## Task brief:
Transcribe the section of the passage on spec-level solutions that begins with "MetaboLights is a" and ends with "their respective technologies.".
--- Passage shown Enclosed Below ---
Potential Spec-Level Solutions¶
1. Conditional field requirements (validation rules):
validation_rules:
- name: nmr_requires_pulse_sequence
when: assay_type == "nmr"
require: [pulse_sequence, magnetic_field_strength, acquisition_nucleus]
- name: lcms_requires_ms_fields
when: assay_type == "lcms"
require: [ms_instrument, ionization_mode, chromatography_instrument]
2. Field groups with conditional inclusion:
field_groups:
nmr_fields:
- name: pulse_sequence
required: true
- name: magnetic_field_strength
required: true
Assay:
include_when:
- condition: assay_type == "nmr"
groups: [nmr_fields]
3. Discriminated entity variants (new syntax):
Assay:
discriminator: assay_type
common_fields:
- name: file_name
- name: study_id
variants:
nmr:
fields:
- name: pulse_sequence
required: true
lcms:
fields:
- name: chromatography_instrument
required: true
4. Entity composition (current workaround):
Define technology-specific detail entities and reference them:
Assay:
fields:
- name: nmr_details
type: entity
items: NMRDetails
required: false
- name: lcms_details
type: entity
items: LCMSDetails
required: false
Feature Priority: When Does This Problem Actually Occur?¶
Not all type differentiation requires polymorphism. Consider how different profiles handle variation:
| Profile | How Variation is Handled | Polymorphism Needed? |
|---|---|---|
| PRIDE | QuantMethod.name enum (TMT, SILAC, label-free) |
No - same fields for all methods |
| ENA | Experiment.library_strategy enum (WGS, RNA-Seq) |
No - same fields for all strategies |
| ISA | Assay.measurement_type as OntologyAnnotation |
No - same fields for all assay types |
| MetaboLights | NMR/LC-MS/GC-MS assays with different instruments and parameters | Yes - different field sets per technology |
The key distinction is whether different types need different fields, not just different enum values.
MetaboLights is a genuine polymorphism case because:
- NMR assays need: pulse_sequence, magnetic_field_strength, acquisition_nucleus
- LC-MS assays need: chromatography_instrument, column_type, ionization_mode
- GC-MS assays need: gc_instrument, derivatization_method
These aren't just different labels - they're fundamentally different field sets that only make sense for their respective technologies.
--- End of Enclosed Passage shown ---
--- Dataset records Enclosed Below ---
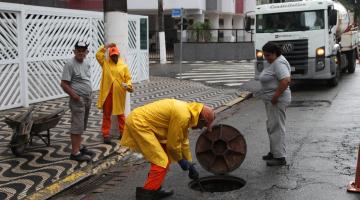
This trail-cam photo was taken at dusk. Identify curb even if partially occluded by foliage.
[24,147,131,200]
[24,91,252,200]
[214,91,253,114]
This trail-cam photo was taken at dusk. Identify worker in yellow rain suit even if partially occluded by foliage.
[96,43,133,144]
[120,99,215,200]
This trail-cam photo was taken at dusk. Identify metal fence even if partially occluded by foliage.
[0,3,149,110]
[149,29,253,62]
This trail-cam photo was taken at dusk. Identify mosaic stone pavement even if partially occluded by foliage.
[0,77,245,200]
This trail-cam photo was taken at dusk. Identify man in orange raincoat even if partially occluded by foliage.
[96,43,133,144]
[120,99,215,200]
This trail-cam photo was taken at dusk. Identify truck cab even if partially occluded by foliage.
--- End of Enclosed Dataset records ---
## Solution to the problem:
MetaboLights is a genuine polymorphism case because:
- NMR assays need: pulse_sequence, magnetic_field_strength, acquisition_nucleus
- LC-MS assays need: chromatography_instrument, column_type, ionization_mode
- GC-MS assays need: gc_instrument, derivatization_method
These aren't just different labels - they're fundamentally different field sets that only make sense for their respective technologies.